--- start of Page excerpt ---

The joy of growing your own vegetables is a fulfilling experience, and one of the most satisfying crops to nurture in your garden is peas (Pisum sativum). Garden peas are not only delicious and versatile, but they are also relatively easy to grow, making them an ideal choice for both novice and experienced gardeners. They’re also extremely tasty picked at the peak of freshness and eaten raw, which makes them a great option for teaching kids how to grow their own food.
In this guide, we will walk you through the steps of successfully cultivating peas, from choosing the right varieties to dealing with common problems like powdery mildew. So, roll up your sleeves and let’s dive into the wonderful world of growing garden peas.
Choosing the Right Varieties
Before you embark on your pea-growing journey, it’s important to understand the different types of peas available. There are three main categories: shelling peas, sugar snap peas, and snow peas. Shelling peas are known for their round, plump pods that contain tender peas inside. Sugar snap peas have edible pods that are both sweet and crunchy, making them a popular choice for snacking. Snow peas, on the other hand, have flat, edible pods and are often used in stir-fries and salads.
Within these categories, there are various varieties to choose from. For early varieties, consider “Kelvedon Wonder,” a dwarf pea variety that produces delicious peas even in cooler climates. “Hurst Green Shaft” is another excellent shelling variety known for its reliable and abundant harvest. Remember to select pea varieties that suit your climate and growing conditions.

--- end of Page excerpt ---

Given exercise:
In the guide to growing garden peas, what are the three main categories of peas?

--- start of Record list ---

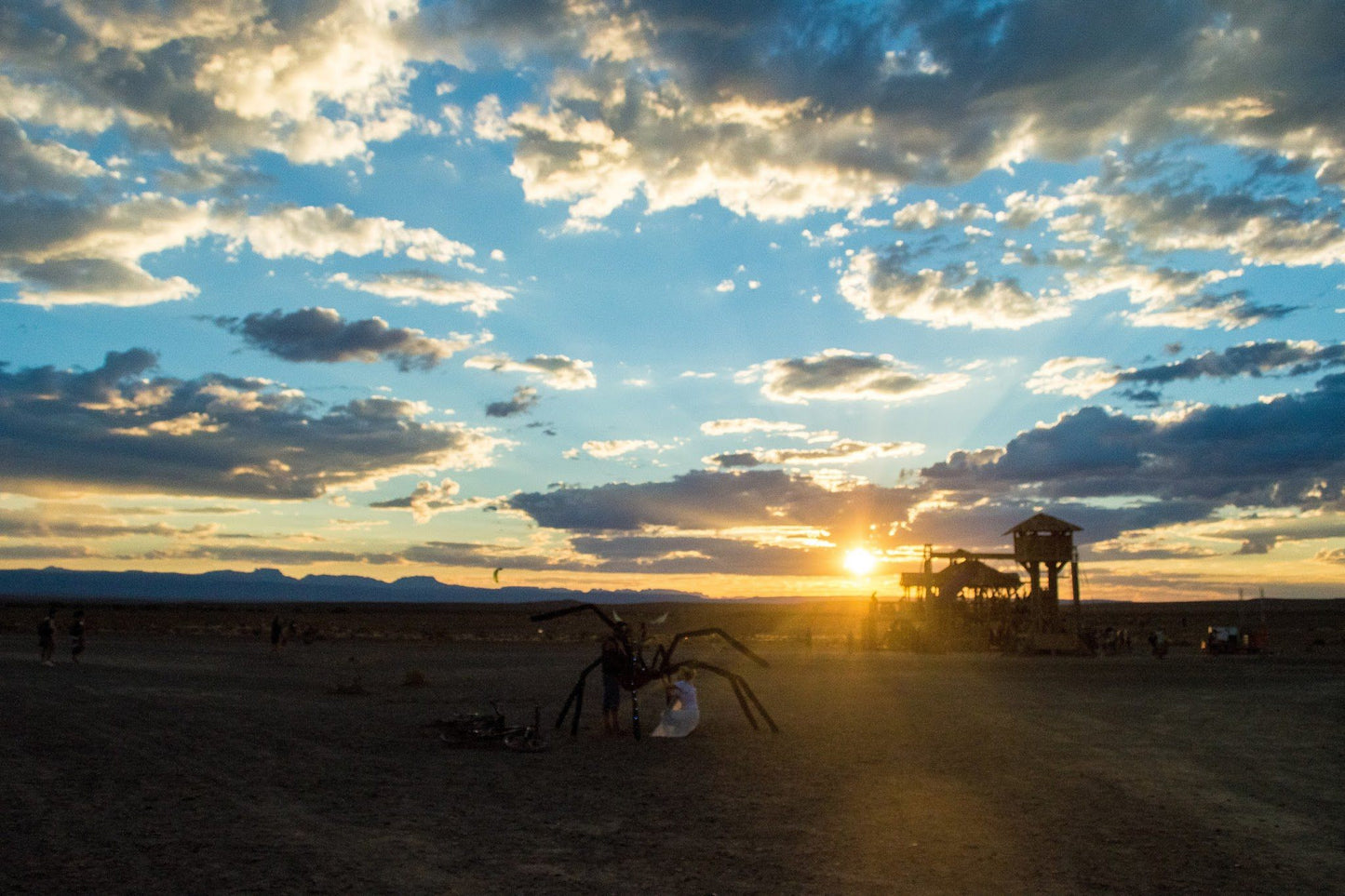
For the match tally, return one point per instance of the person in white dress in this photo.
(682, 714)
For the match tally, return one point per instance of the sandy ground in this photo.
(206, 765)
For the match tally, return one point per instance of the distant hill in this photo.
(262, 585)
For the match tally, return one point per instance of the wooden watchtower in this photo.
(1046, 541)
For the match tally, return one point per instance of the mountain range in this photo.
(266, 585)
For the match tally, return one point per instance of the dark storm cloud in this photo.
(522, 401)
(115, 429)
(1275, 452)
(19, 525)
(701, 500)
(779, 109)
(1247, 359)
(323, 335)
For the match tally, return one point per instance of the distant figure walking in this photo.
(1158, 640)
(47, 638)
(77, 642)
(682, 715)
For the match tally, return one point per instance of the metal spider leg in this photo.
(741, 689)
(733, 642)
(576, 699)
(576, 608)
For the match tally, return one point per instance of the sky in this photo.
(698, 295)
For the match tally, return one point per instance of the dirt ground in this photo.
(198, 763)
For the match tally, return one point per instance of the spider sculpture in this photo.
(638, 672)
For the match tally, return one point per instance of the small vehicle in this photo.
(491, 729)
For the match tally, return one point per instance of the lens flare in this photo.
(860, 563)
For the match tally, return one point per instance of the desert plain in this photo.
(184, 755)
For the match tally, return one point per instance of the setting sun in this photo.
(860, 561)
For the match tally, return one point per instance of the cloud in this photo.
(1082, 377)
(846, 376)
(115, 429)
(42, 166)
(741, 425)
(1271, 452)
(1257, 230)
(713, 501)
(315, 233)
(426, 501)
(314, 81)
(843, 451)
(556, 371)
(522, 401)
(928, 214)
(777, 112)
(70, 253)
(323, 335)
(608, 448)
(880, 287)
(29, 525)
(419, 286)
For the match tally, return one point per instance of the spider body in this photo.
(638, 672)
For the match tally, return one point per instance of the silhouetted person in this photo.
(47, 638)
(613, 662)
(77, 642)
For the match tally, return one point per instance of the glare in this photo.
(860, 561)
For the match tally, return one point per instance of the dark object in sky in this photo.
(639, 673)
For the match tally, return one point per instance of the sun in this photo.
(860, 561)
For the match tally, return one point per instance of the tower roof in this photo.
(1042, 522)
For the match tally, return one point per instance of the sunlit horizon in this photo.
(638, 299)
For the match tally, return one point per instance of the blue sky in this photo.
(691, 295)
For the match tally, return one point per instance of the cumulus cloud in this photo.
(881, 287)
(311, 232)
(843, 451)
(608, 448)
(846, 376)
(314, 81)
(426, 501)
(65, 431)
(323, 335)
(556, 371)
(776, 112)
(741, 425)
(713, 501)
(522, 401)
(1271, 452)
(38, 525)
(417, 286)
(69, 253)
(43, 166)
(1083, 377)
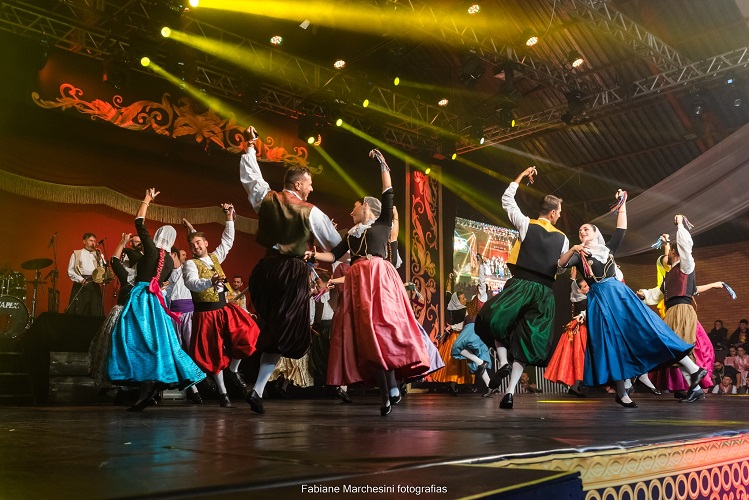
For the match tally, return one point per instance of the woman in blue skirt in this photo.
(145, 347)
(625, 338)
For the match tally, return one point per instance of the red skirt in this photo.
(220, 336)
(374, 328)
(567, 364)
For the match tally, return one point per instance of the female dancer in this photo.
(567, 364)
(376, 333)
(145, 347)
(625, 338)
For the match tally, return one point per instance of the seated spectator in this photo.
(740, 335)
(718, 336)
(725, 387)
(721, 370)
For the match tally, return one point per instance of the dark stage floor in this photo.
(175, 448)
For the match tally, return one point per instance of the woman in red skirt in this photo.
(375, 334)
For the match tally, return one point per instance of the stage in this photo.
(454, 447)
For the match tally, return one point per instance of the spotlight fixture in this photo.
(530, 38)
(575, 59)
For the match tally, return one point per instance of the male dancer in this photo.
(677, 290)
(520, 317)
(222, 334)
(279, 284)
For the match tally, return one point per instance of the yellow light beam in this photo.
(360, 193)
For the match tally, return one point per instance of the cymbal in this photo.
(36, 264)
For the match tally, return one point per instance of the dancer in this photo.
(145, 348)
(377, 333)
(279, 283)
(222, 333)
(625, 338)
(468, 345)
(519, 319)
(567, 364)
(101, 345)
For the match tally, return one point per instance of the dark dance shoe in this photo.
(631, 404)
(342, 395)
(223, 400)
(694, 378)
(235, 379)
(489, 393)
(693, 396)
(577, 394)
(141, 405)
(506, 402)
(255, 402)
(497, 378)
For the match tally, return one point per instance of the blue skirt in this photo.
(145, 346)
(625, 338)
(469, 341)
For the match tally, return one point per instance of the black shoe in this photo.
(342, 395)
(693, 396)
(255, 402)
(631, 404)
(235, 380)
(489, 393)
(497, 378)
(694, 378)
(506, 402)
(223, 400)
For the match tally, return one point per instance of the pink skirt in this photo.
(374, 328)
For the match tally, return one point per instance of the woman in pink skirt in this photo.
(375, 333)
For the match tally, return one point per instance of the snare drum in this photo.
(14, 316)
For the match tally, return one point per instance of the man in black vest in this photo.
(279, 283)
(519, 319)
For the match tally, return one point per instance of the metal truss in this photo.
(601, 15)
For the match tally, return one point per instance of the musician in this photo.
(85, 297)
(237, 286)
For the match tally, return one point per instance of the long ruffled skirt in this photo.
(375, 328)
(625, 338)
(145, 347)
(469, 341)
(567, 364)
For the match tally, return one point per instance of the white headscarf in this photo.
(165, 237)
(597, 248)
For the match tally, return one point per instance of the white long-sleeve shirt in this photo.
(192, 281)
(322, 228)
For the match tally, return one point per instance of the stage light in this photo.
(575, 59)
(530, 38)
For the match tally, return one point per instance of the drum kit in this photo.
(14, 315)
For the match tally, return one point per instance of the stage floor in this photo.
(175, 448)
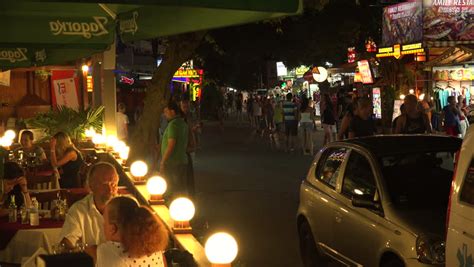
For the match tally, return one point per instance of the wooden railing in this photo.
(184, 241)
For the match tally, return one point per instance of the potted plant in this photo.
(68, 120)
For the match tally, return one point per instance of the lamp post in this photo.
(139, 169)
(156, 186)
(221, 249)
(182, 211)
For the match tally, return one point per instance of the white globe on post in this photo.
(221, 249)
(10, 134)
(182, 211)
(98, 140)
(156, 186)
(6, 142)
(90, 133)
(139, 169)
(118, 146)
(123, 153)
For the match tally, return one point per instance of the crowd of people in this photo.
(290, 119)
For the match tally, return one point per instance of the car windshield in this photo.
(419, 180)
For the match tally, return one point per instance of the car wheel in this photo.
(310, 254)
(394, 262)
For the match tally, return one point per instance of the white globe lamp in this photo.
(221, 249)
(10, 134)
(182, 211)
(156, 187)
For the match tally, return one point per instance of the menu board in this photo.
(402, 23)
(448, 20)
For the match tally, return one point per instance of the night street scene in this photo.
(237, 133)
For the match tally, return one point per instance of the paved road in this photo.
(247, 189)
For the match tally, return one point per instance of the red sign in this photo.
(126, 80)
(364, 70)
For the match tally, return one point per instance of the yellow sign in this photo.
(397, 51)
(187, 73)
(90, 83)
(412, 46)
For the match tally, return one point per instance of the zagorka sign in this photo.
(129, 25)
(90, 29)
(13, 54)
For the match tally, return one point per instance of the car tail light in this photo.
(448, 211)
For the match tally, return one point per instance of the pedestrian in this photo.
(307, 126)
(402, 112)
(351, 110)
(362, 123)
(463, 112)
(451, 114)
(122, 122)
(328, 119)
(174, 143)
(290, 113)
(191, 147)
(415, 121)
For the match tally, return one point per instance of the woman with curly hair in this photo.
(66, 156)
(135, 236)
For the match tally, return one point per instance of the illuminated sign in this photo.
(188, 73)
(364, 70)
(126, 80)
(397, 51)
(89, 83)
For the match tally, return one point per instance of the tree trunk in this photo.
(144, 137)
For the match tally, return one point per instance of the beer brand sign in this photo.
(94, 28)
(129, 25)
(14, 54)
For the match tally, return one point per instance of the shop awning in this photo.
(87, 25)
(452, 55)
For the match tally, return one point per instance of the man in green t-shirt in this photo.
(173, 150)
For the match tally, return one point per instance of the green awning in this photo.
(78, 27)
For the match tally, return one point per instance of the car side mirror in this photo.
(365, 202)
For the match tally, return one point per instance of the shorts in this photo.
(307, 126)
(329, 127)
(291, 127)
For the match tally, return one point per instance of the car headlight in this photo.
(430, 249)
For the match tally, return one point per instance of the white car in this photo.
(460, 217)
(378, 202)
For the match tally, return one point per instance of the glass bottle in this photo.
(12, 210)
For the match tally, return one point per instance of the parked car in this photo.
(377, 201)
(460, 217)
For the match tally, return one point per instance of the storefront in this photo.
(188, 81)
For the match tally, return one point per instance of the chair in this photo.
(41, 182)
(46, 198)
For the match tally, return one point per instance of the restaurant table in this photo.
(18, 241)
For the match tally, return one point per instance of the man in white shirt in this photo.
(84, 221)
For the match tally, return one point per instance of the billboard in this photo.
(402, 23)
(448, 20)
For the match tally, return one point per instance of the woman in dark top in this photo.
(413, 121)
(65, 155)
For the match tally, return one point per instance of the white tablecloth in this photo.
(26, 242)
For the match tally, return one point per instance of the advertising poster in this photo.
(64, 86)
(402, 23)
(377, 102)
(364, 70)
(448, 20)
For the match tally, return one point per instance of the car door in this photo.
(323, 195)
(460, 237)
(355, 229)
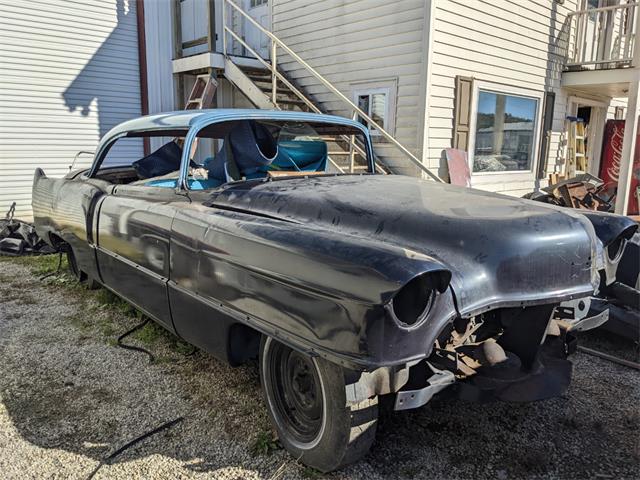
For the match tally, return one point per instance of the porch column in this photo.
(630, 130)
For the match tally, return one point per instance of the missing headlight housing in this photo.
(414, 301)
(615, 248)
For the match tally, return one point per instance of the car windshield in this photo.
(242, 150)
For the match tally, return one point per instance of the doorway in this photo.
(592, 114)
(259, 10)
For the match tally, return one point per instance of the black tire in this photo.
(321, 430)
(81, 276)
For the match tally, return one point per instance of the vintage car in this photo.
(346, 286)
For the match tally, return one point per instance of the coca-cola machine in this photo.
(610, 164)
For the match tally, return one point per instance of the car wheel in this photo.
(306, 401)
(82, 277)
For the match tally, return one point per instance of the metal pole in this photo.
(274, 78)
(224, 27)
(630, 130)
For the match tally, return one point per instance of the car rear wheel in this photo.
(306, 400)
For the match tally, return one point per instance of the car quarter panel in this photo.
(65, 208)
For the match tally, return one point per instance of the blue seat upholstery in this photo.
(194, 184)
(304, 155)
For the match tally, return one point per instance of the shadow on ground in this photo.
(66, 387)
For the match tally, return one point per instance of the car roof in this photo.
(185, 119)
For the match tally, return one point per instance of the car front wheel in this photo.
(307, 404)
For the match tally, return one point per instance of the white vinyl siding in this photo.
(517, 44)
(68, 73)
(355, 42)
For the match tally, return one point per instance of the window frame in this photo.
(501, 89)
(388, 87)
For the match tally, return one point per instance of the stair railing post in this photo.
(274, 78)
(352, 150)
(224, 27)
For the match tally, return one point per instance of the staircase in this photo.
(269, 88)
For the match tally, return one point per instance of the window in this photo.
(506, 132)
(374, 104)
(377, 99)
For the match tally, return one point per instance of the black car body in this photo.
(393, 285)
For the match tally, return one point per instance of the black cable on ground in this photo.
(133, 347)
(57, 269)
(611, 358)
(136, 440)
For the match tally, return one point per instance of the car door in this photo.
(133, 238)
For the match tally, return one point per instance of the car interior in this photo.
(236, 150)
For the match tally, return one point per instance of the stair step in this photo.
(288, 101)
(278, 90)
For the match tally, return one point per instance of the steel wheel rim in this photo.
(296, 394)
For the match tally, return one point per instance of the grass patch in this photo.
(265, 443)
(40, 264)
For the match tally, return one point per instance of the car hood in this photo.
(501, 251)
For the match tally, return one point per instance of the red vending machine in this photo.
(610, 164)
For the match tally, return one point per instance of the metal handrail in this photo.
(602, 9)
(577, 54)
(272, 66)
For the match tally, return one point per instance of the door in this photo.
(259, 11)
(134, 228)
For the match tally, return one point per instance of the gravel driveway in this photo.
(70, 397)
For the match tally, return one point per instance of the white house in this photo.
(495, 78)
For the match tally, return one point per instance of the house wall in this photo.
(518, 44)
(158, 26)
(359, 43)
(68, 73)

--- end of Record list ---

Answer for the task:
Shelling peas, sugar snap peas, and snow peas.